■ **Document extract**:
-- begin --

Karen Klein morality play: Forgiveness for the bus bullies?


Bullied bus monitor Karen Klein speaks during an interview, Thursday, June 21, 2012, in Greece, N.Y. (AP - AP)
First we had the abusive, hateful kids, then the massive outpouring of kindness and generosity, then the kids’ expression of regret and finally, Greece, N.Y., bus monitor Karen Klein’s statement that she “feels sorry” for the kids who abused her.

All that’s left is for a few words about the necessity of forgiveness and we can all feel good about ourselves and the world in which we live.

Maybe it’s me, but it’s all a bit too tidy, at least if we really are, or ever were, as upset by what happened to the bus monitor as we claimed. Don’t get me wrong, each of those steps is a part of what must happen, but it’s hardly enough.

Yes, the kids need to express regret, but that is only the first step in a longer process, which needs to address the hurt they caused an actual person, not simply the anger we feel about kids behaving so meanly. Let’s see if they can move beyond regret to a clear sense of what they did, why they did it and a plan of how to keep from doing it again.

-- end --

[Collected data entries]
-- begin --

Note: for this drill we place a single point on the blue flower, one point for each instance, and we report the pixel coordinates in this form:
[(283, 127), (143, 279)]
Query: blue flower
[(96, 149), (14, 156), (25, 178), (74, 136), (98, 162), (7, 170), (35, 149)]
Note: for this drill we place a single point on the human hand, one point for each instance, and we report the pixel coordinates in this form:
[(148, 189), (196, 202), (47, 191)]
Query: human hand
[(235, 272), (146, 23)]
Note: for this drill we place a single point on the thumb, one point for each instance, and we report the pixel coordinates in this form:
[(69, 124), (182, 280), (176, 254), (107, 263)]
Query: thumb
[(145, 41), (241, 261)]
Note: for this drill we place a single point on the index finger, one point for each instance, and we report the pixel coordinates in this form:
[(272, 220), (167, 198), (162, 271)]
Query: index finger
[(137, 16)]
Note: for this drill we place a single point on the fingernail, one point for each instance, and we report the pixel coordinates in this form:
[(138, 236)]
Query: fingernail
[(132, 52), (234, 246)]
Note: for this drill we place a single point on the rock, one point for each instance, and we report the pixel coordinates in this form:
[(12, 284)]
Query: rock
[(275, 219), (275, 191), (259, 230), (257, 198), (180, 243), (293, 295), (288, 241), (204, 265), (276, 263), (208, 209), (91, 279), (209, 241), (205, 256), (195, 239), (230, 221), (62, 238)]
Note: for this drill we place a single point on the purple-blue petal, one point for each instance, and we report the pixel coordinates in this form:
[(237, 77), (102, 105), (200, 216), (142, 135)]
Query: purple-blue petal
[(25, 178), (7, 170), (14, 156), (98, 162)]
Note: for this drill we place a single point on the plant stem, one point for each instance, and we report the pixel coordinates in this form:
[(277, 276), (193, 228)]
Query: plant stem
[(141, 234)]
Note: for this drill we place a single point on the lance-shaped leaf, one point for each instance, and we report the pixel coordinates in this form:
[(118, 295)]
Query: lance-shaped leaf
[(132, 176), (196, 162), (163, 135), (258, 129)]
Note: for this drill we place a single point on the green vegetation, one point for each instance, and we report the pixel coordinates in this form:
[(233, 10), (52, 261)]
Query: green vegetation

-- end --

■ **Requests**:
A. Reproduce the passage of the piece on the bullied bus monitor between "Karen Klein morality" and "who abused her.", inclusive.
B. Identify each line in the records that contains the string "blue", and copy those lines out in full.

■ **Final results**:
A.
Karen Klein morality play: Forgiveness for the bus bullies?


Bullied bus monitor Karen Klein speaks during an interview, Thursday, June 21, 2012, in Greece, N.Y. (AP - AP)
First we had the abusive, hateful kids, then the massive outpouring of kindness and generosity, then the kids’ expression of regret and finally, Greece, N.Y., bus monitor Karen Klein’s statement that she “feels sorry” for the kids who abused her.

B.
Note: for this drill we place a single point on the blue flower, one point for each instance, and we report the pixel coordinates in this form:
Query: blue flower
Note: for this drill we place a single point on the purple-blue petal, one point for each instance, and we report the pixel coordinates in this form:
Query: purple-blue petal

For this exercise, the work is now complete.